Copy the records below word for word, from the start of the records up to and including the line with "point(512, 431)".

- Dataset excerpts on object pointing:

↓

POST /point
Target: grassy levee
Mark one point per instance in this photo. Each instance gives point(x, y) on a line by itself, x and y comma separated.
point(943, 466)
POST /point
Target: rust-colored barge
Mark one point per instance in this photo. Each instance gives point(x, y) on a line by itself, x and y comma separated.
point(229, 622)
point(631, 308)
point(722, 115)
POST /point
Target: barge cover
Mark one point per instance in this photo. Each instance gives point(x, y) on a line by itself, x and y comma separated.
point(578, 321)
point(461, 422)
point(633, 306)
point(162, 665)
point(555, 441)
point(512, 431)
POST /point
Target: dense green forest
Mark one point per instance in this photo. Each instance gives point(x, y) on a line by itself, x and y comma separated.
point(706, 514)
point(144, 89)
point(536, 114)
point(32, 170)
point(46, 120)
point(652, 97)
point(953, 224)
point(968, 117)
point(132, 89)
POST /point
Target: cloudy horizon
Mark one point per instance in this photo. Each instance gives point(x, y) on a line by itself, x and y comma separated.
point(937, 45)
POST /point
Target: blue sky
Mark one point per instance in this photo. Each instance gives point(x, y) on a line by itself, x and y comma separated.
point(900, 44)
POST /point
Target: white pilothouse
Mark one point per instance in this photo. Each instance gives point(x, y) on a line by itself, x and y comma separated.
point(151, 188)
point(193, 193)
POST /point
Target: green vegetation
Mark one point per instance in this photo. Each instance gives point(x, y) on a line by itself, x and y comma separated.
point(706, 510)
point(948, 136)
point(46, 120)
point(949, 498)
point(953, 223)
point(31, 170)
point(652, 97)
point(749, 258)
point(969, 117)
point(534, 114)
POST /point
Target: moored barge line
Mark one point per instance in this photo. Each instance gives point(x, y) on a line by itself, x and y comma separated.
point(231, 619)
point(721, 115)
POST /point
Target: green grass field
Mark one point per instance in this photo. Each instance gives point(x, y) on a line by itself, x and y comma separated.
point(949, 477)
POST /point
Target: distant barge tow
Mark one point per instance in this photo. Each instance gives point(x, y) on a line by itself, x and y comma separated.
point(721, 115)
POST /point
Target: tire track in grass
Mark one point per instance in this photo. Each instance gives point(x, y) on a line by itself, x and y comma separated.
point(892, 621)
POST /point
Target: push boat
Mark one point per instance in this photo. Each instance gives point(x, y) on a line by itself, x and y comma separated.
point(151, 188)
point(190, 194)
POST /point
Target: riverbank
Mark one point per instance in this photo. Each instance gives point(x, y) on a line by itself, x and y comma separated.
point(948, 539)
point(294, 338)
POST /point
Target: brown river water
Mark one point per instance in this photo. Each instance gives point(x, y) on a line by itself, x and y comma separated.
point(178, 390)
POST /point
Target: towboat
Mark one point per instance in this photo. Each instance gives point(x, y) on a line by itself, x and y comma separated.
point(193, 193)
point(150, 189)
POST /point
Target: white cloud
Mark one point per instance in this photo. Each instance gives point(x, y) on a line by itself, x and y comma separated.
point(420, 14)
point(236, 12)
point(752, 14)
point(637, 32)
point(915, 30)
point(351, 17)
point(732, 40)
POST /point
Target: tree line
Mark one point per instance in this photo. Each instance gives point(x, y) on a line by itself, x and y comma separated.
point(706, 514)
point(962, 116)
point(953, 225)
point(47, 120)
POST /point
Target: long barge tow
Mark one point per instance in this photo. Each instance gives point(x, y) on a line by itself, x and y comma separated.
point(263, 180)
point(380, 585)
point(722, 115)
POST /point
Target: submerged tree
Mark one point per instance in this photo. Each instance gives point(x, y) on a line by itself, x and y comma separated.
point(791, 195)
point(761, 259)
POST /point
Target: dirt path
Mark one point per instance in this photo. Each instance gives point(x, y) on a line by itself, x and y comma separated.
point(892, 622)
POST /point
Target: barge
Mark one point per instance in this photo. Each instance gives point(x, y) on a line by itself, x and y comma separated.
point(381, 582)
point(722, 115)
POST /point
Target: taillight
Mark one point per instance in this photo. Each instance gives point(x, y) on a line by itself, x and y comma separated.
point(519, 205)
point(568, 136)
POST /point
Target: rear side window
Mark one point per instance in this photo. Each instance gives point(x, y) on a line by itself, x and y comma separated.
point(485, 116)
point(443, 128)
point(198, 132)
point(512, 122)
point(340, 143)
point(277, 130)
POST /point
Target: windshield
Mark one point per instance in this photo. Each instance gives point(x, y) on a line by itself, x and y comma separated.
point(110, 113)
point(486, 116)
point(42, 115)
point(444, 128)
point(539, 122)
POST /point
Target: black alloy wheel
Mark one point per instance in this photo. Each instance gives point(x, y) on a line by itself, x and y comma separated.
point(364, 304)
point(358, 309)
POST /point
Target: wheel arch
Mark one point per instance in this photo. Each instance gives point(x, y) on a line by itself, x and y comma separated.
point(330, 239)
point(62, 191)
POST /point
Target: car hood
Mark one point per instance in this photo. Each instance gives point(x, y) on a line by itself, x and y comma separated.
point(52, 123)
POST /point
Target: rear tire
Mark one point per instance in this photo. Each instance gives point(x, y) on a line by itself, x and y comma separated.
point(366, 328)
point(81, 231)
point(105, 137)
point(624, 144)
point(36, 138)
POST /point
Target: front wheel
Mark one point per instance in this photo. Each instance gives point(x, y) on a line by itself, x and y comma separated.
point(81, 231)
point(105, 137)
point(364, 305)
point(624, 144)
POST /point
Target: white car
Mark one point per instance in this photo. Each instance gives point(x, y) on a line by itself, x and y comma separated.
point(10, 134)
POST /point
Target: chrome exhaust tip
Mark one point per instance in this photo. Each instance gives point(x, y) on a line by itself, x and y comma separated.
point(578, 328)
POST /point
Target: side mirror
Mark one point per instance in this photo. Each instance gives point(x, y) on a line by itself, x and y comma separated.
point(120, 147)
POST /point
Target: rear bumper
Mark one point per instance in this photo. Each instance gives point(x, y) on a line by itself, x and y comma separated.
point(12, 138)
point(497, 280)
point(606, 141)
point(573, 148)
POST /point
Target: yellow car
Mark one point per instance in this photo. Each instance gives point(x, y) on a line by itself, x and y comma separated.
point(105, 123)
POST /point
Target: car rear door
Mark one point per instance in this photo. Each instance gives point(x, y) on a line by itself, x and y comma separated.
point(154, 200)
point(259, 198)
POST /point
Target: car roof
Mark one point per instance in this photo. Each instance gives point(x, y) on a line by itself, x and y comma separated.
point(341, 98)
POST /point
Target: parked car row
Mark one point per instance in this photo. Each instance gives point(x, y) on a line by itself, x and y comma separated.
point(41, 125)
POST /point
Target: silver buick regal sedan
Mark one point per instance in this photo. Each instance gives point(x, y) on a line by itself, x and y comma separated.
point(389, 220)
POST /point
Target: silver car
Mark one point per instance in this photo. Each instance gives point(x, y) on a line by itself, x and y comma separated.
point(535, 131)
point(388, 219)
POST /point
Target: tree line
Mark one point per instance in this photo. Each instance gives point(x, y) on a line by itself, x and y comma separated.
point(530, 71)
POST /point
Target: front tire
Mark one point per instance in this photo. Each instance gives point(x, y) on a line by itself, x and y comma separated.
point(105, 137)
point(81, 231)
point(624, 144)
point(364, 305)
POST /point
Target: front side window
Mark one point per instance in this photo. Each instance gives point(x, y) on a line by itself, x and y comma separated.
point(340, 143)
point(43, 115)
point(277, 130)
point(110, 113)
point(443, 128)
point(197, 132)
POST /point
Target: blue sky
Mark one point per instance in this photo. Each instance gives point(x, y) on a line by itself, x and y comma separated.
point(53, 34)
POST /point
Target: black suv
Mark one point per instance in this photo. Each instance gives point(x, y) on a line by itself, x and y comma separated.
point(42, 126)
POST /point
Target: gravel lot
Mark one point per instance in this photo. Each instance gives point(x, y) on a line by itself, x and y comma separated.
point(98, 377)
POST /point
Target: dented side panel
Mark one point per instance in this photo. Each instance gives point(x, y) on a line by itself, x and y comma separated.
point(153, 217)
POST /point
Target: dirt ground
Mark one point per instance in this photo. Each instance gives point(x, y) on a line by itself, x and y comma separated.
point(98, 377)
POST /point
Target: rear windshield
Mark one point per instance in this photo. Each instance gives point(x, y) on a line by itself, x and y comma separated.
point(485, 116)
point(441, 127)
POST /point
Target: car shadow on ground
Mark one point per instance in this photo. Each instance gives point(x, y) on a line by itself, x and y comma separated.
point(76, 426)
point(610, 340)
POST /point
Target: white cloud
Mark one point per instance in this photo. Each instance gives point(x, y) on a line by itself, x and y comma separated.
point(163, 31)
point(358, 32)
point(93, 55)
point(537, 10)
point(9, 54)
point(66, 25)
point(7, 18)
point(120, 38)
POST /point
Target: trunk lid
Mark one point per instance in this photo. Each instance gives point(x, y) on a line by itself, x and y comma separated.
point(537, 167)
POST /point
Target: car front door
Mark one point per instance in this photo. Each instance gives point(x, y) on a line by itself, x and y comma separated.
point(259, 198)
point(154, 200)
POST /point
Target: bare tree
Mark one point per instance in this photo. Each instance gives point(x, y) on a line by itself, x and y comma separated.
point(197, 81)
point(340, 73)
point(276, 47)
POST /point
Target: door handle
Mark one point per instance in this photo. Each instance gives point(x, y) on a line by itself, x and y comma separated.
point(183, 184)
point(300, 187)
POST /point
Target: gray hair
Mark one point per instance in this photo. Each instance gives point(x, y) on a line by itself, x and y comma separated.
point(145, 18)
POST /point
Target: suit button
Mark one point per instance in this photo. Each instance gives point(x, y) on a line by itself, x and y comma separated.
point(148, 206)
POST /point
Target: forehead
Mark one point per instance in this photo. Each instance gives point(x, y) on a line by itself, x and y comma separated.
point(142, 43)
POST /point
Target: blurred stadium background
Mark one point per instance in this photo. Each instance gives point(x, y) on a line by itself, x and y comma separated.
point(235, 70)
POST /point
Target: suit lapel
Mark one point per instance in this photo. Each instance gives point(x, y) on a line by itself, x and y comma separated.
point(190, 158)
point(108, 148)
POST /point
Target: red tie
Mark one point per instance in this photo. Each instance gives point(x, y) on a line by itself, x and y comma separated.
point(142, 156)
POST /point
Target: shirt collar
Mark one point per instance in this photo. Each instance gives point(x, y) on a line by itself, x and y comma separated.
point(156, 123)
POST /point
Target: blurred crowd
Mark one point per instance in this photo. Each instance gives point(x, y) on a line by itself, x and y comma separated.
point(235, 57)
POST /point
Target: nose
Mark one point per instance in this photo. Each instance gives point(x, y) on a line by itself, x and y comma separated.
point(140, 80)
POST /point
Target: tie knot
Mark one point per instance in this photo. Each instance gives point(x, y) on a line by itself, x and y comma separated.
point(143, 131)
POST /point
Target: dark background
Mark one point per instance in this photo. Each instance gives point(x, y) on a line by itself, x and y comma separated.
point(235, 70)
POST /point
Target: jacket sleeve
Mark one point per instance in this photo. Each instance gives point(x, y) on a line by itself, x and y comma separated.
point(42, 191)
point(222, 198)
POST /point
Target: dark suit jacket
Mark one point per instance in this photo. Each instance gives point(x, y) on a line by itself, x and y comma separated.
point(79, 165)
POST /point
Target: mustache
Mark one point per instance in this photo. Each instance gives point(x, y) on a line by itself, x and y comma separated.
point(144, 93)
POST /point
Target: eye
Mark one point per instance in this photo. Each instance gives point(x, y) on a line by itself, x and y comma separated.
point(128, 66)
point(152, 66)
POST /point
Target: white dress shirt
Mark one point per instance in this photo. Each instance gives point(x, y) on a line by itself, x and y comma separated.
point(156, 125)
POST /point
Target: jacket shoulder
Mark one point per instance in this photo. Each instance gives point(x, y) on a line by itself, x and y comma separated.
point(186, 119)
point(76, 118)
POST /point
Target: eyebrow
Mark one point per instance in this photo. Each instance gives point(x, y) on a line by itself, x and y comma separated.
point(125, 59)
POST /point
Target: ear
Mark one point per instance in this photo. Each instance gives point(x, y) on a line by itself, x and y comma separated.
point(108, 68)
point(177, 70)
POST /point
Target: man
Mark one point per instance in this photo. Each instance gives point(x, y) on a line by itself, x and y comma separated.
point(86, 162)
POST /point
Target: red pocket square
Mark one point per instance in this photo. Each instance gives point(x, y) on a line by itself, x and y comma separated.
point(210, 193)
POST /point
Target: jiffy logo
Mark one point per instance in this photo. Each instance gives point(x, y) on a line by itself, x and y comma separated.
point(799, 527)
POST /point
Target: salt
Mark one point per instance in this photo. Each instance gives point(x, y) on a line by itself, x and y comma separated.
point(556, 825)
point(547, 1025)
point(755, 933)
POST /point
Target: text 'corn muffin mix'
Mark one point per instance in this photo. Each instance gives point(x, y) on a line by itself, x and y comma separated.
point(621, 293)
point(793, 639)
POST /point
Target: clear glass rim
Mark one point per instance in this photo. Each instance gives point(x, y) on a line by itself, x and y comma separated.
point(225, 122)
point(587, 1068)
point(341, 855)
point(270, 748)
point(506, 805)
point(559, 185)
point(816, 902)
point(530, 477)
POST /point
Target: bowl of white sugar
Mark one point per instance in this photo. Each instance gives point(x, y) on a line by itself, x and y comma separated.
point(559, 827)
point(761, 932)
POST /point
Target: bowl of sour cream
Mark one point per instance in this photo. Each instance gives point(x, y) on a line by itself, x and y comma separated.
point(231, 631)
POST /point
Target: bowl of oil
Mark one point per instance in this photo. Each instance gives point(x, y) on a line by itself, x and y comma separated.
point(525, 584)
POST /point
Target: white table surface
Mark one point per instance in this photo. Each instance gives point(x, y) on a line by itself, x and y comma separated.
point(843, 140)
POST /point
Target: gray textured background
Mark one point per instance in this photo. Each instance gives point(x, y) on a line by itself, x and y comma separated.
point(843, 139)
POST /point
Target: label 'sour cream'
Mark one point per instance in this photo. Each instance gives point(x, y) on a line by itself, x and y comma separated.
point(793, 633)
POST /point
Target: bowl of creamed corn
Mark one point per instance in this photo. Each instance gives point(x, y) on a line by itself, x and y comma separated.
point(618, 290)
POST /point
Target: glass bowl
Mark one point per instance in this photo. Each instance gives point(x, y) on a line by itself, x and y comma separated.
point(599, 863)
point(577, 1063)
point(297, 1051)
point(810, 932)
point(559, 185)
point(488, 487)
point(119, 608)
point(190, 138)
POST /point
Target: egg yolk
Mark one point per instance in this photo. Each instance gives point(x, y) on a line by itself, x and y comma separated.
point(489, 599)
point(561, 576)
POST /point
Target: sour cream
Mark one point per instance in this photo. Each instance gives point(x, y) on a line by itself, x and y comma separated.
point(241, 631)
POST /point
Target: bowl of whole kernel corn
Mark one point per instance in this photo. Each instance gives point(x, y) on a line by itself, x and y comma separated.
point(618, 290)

↑

- TASK RESULT:
POST /point
Target: grassy levee
Mark one point per instance in this photo. Each instance gives point(x, y) on a line by itself, x and y comma separated.
point(943, 466)
POST /point
Target: rust-colored barge
Mark one point per instance in this photo. Each instance gives point(x, y) on a line by itself, x and y comma separated.
point(229, 622)
point(631, 308)
point(722, 115)
POST /point
Target: barge cover
Mark one point per instance in this photo. Each instance gives point(x, y) on a line by itself, x and y comma separated.
point(578, 321)
point(461, 422)
point(633, 306)
point(162, 665)
point(555, 441)
point(512, 431)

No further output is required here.